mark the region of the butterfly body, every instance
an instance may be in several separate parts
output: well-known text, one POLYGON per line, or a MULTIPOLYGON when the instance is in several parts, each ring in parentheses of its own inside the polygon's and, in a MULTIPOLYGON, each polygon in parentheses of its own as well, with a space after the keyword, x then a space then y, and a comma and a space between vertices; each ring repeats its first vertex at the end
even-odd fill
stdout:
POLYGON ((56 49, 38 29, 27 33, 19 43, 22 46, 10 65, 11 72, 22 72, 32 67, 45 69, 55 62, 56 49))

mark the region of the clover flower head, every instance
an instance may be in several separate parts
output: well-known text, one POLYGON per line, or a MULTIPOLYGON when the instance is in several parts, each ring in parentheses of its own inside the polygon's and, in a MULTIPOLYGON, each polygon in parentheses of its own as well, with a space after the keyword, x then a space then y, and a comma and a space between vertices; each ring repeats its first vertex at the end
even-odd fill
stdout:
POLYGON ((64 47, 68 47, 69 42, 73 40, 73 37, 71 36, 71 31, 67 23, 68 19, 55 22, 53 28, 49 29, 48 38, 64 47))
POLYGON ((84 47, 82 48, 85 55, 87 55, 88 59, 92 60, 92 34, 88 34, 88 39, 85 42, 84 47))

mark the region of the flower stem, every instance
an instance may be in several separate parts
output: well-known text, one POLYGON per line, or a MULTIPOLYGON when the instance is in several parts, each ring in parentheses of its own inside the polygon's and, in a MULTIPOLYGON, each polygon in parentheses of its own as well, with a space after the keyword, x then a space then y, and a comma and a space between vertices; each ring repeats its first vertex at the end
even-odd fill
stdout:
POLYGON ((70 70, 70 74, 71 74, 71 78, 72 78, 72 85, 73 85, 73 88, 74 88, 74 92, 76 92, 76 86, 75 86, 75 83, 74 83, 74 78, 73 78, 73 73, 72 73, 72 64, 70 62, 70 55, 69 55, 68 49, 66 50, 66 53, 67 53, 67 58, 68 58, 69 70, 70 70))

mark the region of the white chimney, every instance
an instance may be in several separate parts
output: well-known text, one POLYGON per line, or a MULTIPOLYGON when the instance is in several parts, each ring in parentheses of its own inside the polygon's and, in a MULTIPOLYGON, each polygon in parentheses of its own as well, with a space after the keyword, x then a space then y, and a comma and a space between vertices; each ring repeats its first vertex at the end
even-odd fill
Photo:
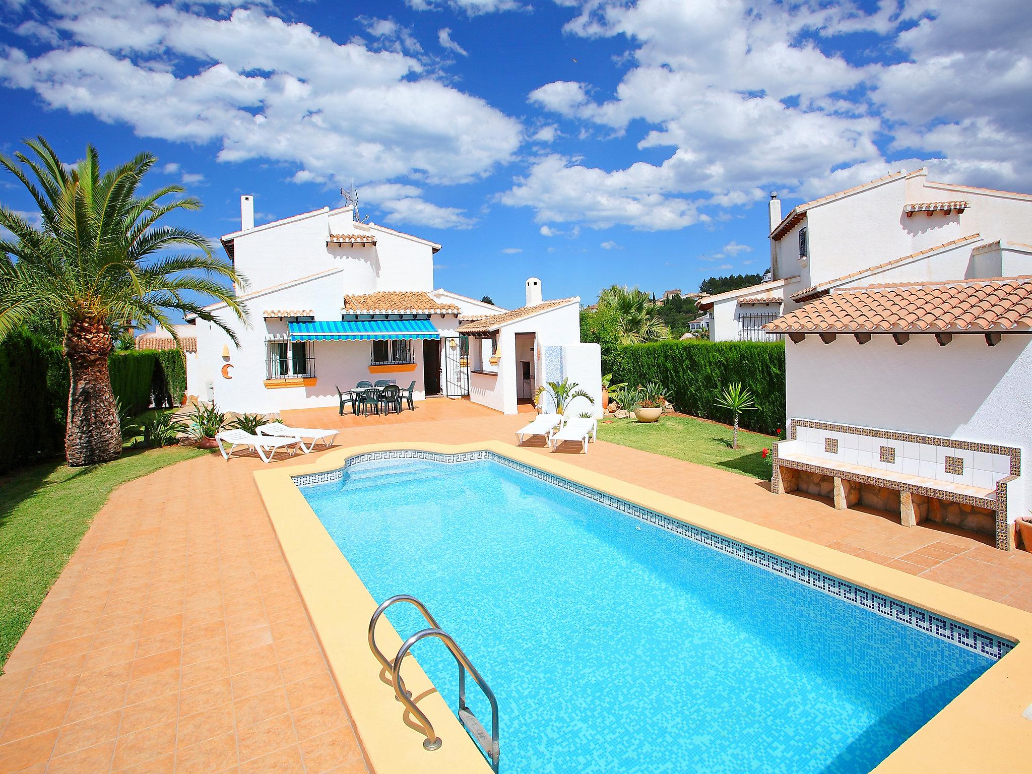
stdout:
POLYGON ((255 227, 255 197, 240 197, 240 231, 255 227))
POLYGON ((541 303, 541 280, 531 277, 526 281, 526 305, 534 307, 541 303))
POLYGON ((770 213, 770 228, 767 229, 767 233, 770 233, 781 222, 781 199, 777 197, 776 191, 771 193, 771 200, 767 204, 767 208, 770 213))

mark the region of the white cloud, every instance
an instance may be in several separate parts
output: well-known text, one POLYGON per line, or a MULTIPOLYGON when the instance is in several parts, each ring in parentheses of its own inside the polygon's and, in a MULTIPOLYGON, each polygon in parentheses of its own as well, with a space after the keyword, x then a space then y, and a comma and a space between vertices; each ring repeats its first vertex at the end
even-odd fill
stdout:
POLYGON ((461 54, 463 57, 470 56, 465 49, 451 39, 451 30, 447 27, 438 30, 438 42, 441 43, 442 49, 447 49, 448 51, 453 51, 456 54, 461 54))
POLYGON ((521 10, 524 7, 516 0, 406 0, 406 3, 415 10, 440 10, 447 5, 471 17, 502 10, 521 10))
POLYGON ((217 20, 142 0, 47 2, 69 42, 38 56, 6 49, 0 83, 139 136, 216 142, 220 161, 283 162, 319 183, 456 184, 521 141, 517 121, 424 76, 418 59, 261 10, 217 20))
POLYGON ((432 228, 472 228, 474 221, 465 217, 464 209, 443 207, 418 197, 388 199, 380 204, 388 213, 387 223, 408 223, 432 228))
POLYGON ((739 245, 737 241, 732 239, 727 245, 723 246, 723 252, 728 255, 738 255, 739 253, 751 253, 752 248, 748 245, 739 245))
POLYGON ((555 140, 556 135, 559 132, 559 128, 555 124, 548 124, 547 126, 541 127, 537 132, 535 132, 530 139, 536 142, 552 142, 555 140))

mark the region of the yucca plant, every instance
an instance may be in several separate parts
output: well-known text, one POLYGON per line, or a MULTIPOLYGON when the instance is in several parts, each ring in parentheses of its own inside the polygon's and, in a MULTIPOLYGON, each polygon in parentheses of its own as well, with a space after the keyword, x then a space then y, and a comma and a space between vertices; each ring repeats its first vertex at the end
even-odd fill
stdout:
POLYGON ((716 399, 716 405, 730 411, 734 417, 734 429, 731 436, 731 448, 738 448, 738 417, 743 411, 751 411, 756 408, 752 399, 752 393, 742 387, 740 382, 735 382, 723 388, 723 393, 716 399))
MULTIPOLYGON (((28 190, 39 225, 0 205, 0 340, 31 320, 56 320, 70 365, 65 455, 70 465, 117 458, 119 417, 107 373, 119 326, 157 322, 176 338, 169 311, 196 315, 235 335, 204 309, 224 302, 240 320, 245 310, 220 280, 244 280, 212 255, 196 231, 162 226, 168 215, 200 208, 180 197, 181 186, 140 193, 156 157, 141 153, 104 172, 87 146, 74 166, 64 164, 42 137, 25 144, 30 155, 0 155, 0 166, 28 190), (196 253, 169 253, 182 248, 196 253), (196 293, 188 299, 184 293, 196 293)), ((176 338, 178 341, 178 338, 176 338)))
POLYGON ((539 410, 544 408, 543 404, 546 396, 551 398, 556 414, 566 414, 570 404, 579 397, 585 398, 589 404, 594 406, 594 398, 580 389, 580 385, 577 382, 571 382, 569 378, 563 379, 561 382, 548 382, 538 387, 538 391, 534 394, 534 405, 539 410))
•••
### Written request
Reproduce the lines above verbatim, from the very first line through the line containing "POLYGON ((84 47, 82", both included.

### Exercise response
mark the region of the butterfly body, every instance
an instance may be in several separate parts
output: well-known text, one POLYGON per line, or a MULTIPOLYGON when the instance is in several parts, each ring in parentheses of its own inside the polygon's and, in a MULTIPOLYGON, each polygon in parentheses of its own as well, with a space after the keyword, x then a space then y, and a comma and a space between vertices; each ring repeats its first vertex at the end
even-odd fill
stdout:
POLYGON ((56 49, 38 29, 27 33, 19 43, 22 46, 10 65, 11 72, 22 72, 32 67, 45 69, 55 62, 56 49))

mark the region of the clover flower head, every instance
an instance may be in several separate parts
output: well-known text, one POLYGON per line, or a MULTIPOLYGON when the instance is in several parts, each ring in parentheses of its own inside the polygon's and, in a MULTIPOLYGON, each polygon in parentheses of its own as well, with a space after the keyword, x then a space then y, and a comma and a space between vertices; each ring repeats its first vertex at the end
even-odd fill
stdout:
POLYGON ((64 47, 68 47, 69 42, 73 40, 73 37, 71 36, 71 31, 67 23, 68 19, 55 22, 53 28, 49 29, 48 38, 64 47))
POLYGON ((84 47, 82 48, 85 55, 87 55, 88 59, 92 60, 92 34, 88 34, 88 39, 85 42, 84 47))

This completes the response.